Short problem: Can you rename "metal scaffolding" as "steel scaffolding" in the material below, returning only the lines that begin at the one containing "Would you be so kind as to mark the girl" and stop after the one containing "column 488, row 811", with nothing else altered?

#### Task material

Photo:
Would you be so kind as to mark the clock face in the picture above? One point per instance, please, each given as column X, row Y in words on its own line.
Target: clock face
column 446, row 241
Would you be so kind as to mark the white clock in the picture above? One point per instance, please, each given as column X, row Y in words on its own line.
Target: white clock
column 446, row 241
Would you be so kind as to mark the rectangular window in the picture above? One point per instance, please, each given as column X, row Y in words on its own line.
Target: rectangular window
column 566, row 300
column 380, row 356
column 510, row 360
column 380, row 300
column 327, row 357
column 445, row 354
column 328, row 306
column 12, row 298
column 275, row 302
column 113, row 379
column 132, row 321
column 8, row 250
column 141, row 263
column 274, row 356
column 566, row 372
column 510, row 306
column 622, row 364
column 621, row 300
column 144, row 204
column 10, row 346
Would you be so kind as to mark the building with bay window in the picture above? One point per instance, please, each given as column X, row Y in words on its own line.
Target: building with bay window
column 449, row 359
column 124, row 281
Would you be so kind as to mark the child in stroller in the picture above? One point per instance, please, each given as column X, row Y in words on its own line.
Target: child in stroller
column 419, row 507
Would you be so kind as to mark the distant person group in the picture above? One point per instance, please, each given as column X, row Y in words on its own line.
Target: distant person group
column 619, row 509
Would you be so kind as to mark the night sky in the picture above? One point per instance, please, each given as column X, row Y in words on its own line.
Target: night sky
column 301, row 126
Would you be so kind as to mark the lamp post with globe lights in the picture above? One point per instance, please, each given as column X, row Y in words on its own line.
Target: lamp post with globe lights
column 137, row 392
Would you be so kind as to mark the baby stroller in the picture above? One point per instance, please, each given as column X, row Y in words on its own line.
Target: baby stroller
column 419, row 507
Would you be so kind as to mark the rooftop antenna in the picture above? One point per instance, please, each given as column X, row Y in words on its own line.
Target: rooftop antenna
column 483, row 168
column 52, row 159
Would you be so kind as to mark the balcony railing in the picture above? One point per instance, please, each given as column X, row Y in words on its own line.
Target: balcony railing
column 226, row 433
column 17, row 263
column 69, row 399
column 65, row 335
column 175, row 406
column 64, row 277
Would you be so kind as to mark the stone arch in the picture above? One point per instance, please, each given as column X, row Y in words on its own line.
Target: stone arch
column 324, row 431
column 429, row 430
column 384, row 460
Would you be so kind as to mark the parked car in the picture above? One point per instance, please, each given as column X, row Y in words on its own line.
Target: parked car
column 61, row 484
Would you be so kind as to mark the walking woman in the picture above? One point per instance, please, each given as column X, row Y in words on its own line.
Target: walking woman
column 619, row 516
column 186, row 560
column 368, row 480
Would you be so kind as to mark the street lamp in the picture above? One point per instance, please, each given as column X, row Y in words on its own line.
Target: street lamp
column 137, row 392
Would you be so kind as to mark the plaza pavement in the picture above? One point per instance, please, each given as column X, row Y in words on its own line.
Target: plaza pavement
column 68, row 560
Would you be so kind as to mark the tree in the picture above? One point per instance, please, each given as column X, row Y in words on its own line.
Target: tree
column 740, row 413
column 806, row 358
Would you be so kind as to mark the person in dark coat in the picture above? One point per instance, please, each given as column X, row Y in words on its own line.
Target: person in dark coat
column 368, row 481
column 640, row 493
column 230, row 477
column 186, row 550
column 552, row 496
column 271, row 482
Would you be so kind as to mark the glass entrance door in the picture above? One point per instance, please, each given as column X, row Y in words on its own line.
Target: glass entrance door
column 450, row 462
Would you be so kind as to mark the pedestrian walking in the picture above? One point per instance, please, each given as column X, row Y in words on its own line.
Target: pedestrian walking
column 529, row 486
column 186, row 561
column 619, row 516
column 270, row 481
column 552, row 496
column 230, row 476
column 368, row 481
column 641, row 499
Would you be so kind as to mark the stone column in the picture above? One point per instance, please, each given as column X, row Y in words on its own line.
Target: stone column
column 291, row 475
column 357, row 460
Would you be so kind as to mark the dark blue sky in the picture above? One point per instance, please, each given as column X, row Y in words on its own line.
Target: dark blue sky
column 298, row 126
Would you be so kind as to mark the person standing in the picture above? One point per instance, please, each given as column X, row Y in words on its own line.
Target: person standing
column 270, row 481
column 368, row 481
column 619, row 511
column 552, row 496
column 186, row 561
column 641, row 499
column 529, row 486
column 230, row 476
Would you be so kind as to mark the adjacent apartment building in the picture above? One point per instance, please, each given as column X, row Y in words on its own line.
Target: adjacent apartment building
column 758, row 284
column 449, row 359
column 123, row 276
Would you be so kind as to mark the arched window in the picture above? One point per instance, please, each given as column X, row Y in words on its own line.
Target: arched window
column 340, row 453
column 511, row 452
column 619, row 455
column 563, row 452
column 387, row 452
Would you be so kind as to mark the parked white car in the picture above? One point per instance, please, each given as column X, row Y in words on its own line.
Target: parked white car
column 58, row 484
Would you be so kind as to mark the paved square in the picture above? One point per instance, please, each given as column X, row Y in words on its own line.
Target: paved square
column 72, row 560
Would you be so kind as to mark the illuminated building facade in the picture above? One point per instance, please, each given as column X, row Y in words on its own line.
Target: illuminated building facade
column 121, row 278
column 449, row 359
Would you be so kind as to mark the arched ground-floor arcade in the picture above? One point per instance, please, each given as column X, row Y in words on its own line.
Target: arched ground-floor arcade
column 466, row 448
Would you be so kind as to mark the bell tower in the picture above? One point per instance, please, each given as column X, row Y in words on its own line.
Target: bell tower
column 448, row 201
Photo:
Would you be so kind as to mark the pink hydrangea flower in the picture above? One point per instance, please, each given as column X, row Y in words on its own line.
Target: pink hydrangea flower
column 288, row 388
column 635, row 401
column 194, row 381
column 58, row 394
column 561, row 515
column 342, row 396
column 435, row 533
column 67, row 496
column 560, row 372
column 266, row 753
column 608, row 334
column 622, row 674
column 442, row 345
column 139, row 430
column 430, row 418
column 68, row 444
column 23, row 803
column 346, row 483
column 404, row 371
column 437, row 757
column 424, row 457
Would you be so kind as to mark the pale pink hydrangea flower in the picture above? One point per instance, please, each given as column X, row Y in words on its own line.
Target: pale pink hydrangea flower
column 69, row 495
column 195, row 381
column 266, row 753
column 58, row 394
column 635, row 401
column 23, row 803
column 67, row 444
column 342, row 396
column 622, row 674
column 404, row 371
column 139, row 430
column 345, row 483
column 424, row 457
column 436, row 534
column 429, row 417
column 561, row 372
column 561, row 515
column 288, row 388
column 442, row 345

########
#### Task material

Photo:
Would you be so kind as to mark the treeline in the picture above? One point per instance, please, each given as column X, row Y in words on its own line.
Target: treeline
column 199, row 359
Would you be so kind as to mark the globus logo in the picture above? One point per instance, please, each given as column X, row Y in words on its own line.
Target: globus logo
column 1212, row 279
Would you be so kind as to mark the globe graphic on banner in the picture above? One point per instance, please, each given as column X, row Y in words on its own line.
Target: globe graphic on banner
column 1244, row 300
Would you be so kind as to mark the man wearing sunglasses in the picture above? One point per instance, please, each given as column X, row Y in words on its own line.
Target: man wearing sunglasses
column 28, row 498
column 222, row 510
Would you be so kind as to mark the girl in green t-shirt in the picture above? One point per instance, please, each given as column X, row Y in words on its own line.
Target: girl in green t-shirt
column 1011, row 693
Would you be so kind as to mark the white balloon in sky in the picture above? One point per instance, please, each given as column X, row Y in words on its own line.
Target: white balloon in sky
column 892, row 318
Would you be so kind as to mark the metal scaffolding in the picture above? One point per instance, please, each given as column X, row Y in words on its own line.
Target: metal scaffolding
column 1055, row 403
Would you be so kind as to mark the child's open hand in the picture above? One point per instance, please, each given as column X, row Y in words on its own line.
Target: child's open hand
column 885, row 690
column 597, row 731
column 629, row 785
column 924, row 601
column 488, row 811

########

Solution for this exercise:
Would you be so kind as to mark the girl in green t-shirt in the picture above? One point per instance, please, each given as column X, row Y in words on its own line.
Target: girl in green t-shirt
column 1011, row 693
Would you be so kind as to mark the white balloon in sky in the picture above? One point per instance, please, each given as column X, row Y in words on its own line.
Target: white balloon in sky
column 892, row 318
Would you be so kind as to mark the steel scaffolding in the picture above? One point per instance, please, each given as column X, row Y in words on its own line.
Target: steel scaffolding
column 1055, row 403
Would you be so kind as to mark the child's open hand in the picture above? One point per instance, please, each given as column X, row Y in words on its own line.
Target: child's open hand
column 885, row 690
column 597, row 731
column 629, row 785
column 924, row 601
column 488, row 811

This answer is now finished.